● **Provided records**
# # # # #

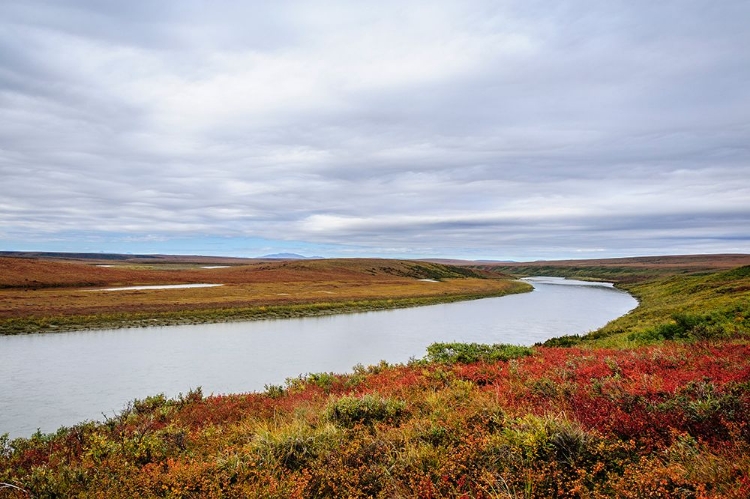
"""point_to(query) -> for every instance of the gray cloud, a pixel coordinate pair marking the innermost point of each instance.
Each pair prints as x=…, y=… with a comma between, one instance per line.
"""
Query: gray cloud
x=467, y=129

# # # # #

● **Task goal**
Your reply should hold every line of the material, unaltered, and not one picture.

● **Task response**
"""point_to(query) -> for every instance of the gray cloud, a pixel coordinate pair marking the innermost point of each instance.
Each pair prints as x=…, y=… with a comma between, one instance per line.
"""
Query: gray cloud
x=467, y=129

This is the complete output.